Additionally, the record type interface may provide the capability
to define new records of the record type.
[0019] The above-system may also have a field interface that
associates a field descriptor with the field of the record, said
field descriptor comprising a field name, a data type, and a field
relative offset into the record bytes. The field interface can
provide an accessor to the field in accordance with an absolute
offset with respect to the record in terms of record bytes.
Further, the field interface may comprise a nested record field
interface, said nested record interface defining a structure of
records within the record. The field interface may also comprise an
overlay field interface, said overlay field interface defining a
union of fields anchored to a same offset within the record
bytes.
[0020] The above-system may be provided with a type interface that
defines a data type of the field. The code means for the data type
may be configurable and supplied by the user. Further, the type
interface may comprise a static conversion method and an accessor
to the record bytes of the field. The type interface may also
comprise a fixed length type interface, said fixed length type
interface providing an accessor to the record bytes in accordance
with a fixed offset of the field. The type interface may also
comprise a variable length type interface, said variable length
type interface providing an accessor to (a) read the record bytes
of the record and unpack the record bytes into segments
corresponding to the fields of the record; (b) store said segments
in a field level cache for access; and (c) pack the segments back
into a contiguous array of record bytes of the record and write the
contiguous array of record bytes of the record. Providing an
accessor to unpack the record bytes may further comprise providing
a method that returns record data of the field without the record
data that delimits the field in the record and providing an
accessor to pack the record bytes may comprise providing a method
that attaches delimiting record data to the record data of a field
according to the data type of the field.
[0021] The above-system is also provided such that the code means
for accessing the record bytes comprises converting the record
bytes of a field into a framework representation only when said
field in the record is accessed. Further, the above-system is
provided such the interfaces may be extended by a user to define
additional interfaces.
[0022] The above-system may be implemented by means of an
object-oriented computer programming language, particularly Java,
C++ or SmallTalk. Also, the record in the above-system may have
specific computer programming language record data characteristics,
particularly characteristics attributable to COBOL, C or PL1. The
record in the above-system may also have a record identifier, said
record identifier comprising the record bytes and record attributes
of the record
[0023] The above-system is also provided such that the code means
for accessing the record bytes comprises optionally providing
access to the record data in hierarchical form or flat form. The
code means for providing access to the record data in hierarchical
form may comprise generating classes according to a hierarchical
field structure of the record, each class comprising an accessor
for the fields in the structure. The code means for providing
access to the record data in flat form may comprise generating a
single class for a field structure of the record, said class
comprising an accessor for the fields in the structure. The code
means for providing access to the record data, the record
containing an array of subrecords, may comprise generating a class
for a subrecord, said class comprising an accessor for the fields
of the subrecord.

- **Rows**
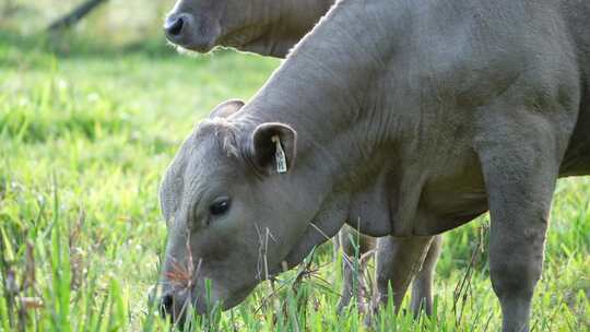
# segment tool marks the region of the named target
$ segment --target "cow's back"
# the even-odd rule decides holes
[[[564,176],[590,175],[590,1],[563,1],[562,10],[576,44],[581,100],[560,173]]]

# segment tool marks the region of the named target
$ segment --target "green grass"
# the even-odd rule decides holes
[[[196,122],[222,100],[250,97],[279,61],[228,51],[55,54],[36,45],[0,40],[0,331],[168,331],[148,300],[166,238],[161,176]],[[485,221],[445,236],[432,319],[385,310],[367,329],[354,306],[338,315],[341,271],[328,245],[275,292],[266,283],[239,307],[194,323],[211,331],[497,331],[486,253],[474,251]],[[546,249],[534,331],[589,331],[588,179],[559,182]],[[453,306],[473,252],[470,287]]]

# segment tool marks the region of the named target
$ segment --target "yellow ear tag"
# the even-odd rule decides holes
[[[272,142],[274,143],[274,164],[276,165],[276,171],[280,174],[285,174],[287,171],[286,166],[286,155],[281,144],[281,139],[279,135],[272,137]]]

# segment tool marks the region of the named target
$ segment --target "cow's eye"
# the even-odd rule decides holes
[[[213,203],[209,206],[209,213],[213,216],[223,215],[227,213],[227,211],[229,211],[229,205],[231,205],[229,198],[222,197],[222,198],[215,199]]]

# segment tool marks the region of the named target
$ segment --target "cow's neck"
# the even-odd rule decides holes
[[[373,156],[384,145],[394,149],[398,134],[396,115],[385,117],[379,105],[385,103],[379,100],[380,76],[392,55],[386,47],[393,46],[396,32],[379,31],[378,20],[386,19],[386,13],[358,17],[374,13],[356,10],[361,2],[343,1],[335,7],[243,112],[251,126],[291,124],[298,132],[295,167],[307,171],[304,176],[326,194],[346,191],[345,183],[363,182],[379,173],[374,168],[381,167],[380,161]],[[362,21],[373,23],[350,24]],[[384,38],[389,42],[379,43]]]
[[[264,33],[239,46],[244,51],[262,56],[284,58],[287,52],[305,36],[328,11],[333,0],[280,0],[252,2],[250,5],[263,10],[250,11],[262,19],[250,17]]]

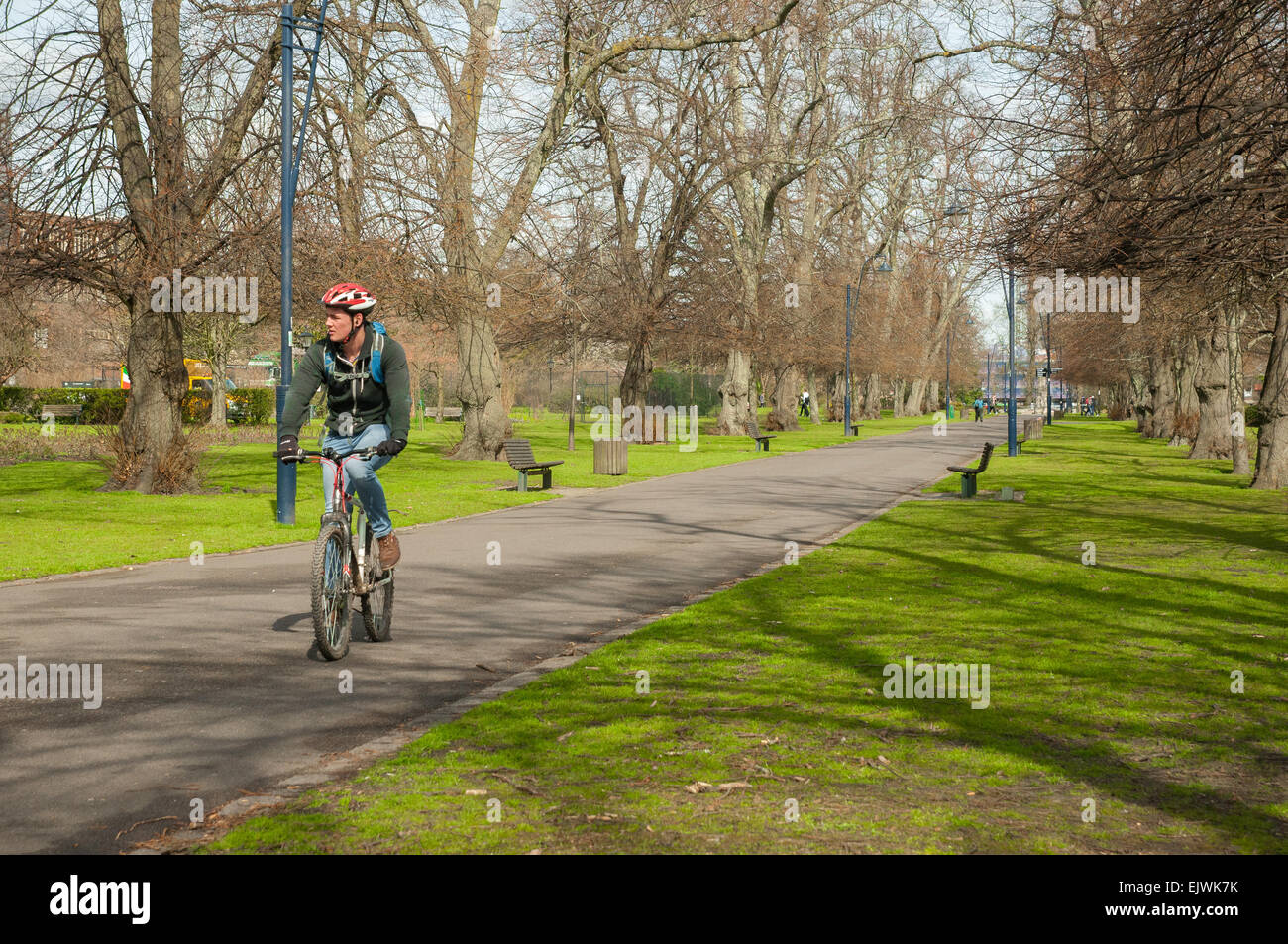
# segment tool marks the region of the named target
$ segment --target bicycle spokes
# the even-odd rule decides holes
[[[326,634],[332,645],[340,644],[341,623],[348,608],[349,587],[345,582],[348,555],[339,541],[326,546]]]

- **Written exercise**
Pick up the patent description of record, field, and type interfaces after its final sentence and write what follows.

- **Solved problem**
[0024] The present invention also provides an object-oriented
framework for use in a computer system that supports an
object-oriented programming environment, wherein the framework
provides access to a record in said computer system, said record
having a field and record bytes, and includes: a record class, said
record class associating a record type with the record bytes; a
record type class, said record type class collecting a field
descriptor of the field in the record; a field class, said field
class associating the field descriptor with the field of the
record, said field descriptor comprising a field identifier, a data
type, and a field relative offset into the record bytes; and a type
class, said type class defining the data type of the field. The
above-framework may provide that the record class further describes
attributes of the record bytes in terms of data encoding
characteristics. The record class may also comprise a dynamic
record class, said dynamic record class providing an accessor to
the field in accordance with an identifier of the field. The record
class may also comprise a custom record class, said custom record
class providing a user-defined accessor to the record bytes. The
user may also selectively choose implementation of the dynamic
record class or the custom record class.
[0025] The above-framework may also be provided such that the
record type class comprises a dynamic record type class, said
dynamic record type class providing the ability to add, insert,
delete, or retrieve field descriptors. The dynamic record type
class may also provide the ability to iterate over field
descriptors of the record through an enumerator. The record type
class may also provide the capability to define new records of the
record type.
[0026] The above-framework may also have the field class provide an
accessor to the field in accordance with an absolute offset with
respect to the record in terms of record bytes. Further, the field
class may comprise a nested record field class, said nested record
class defining a structure of records within the record. The field
class can also comprise an overlay field class, said overlay field
class defining a union of fields anchored to a same offset within
the record bytes.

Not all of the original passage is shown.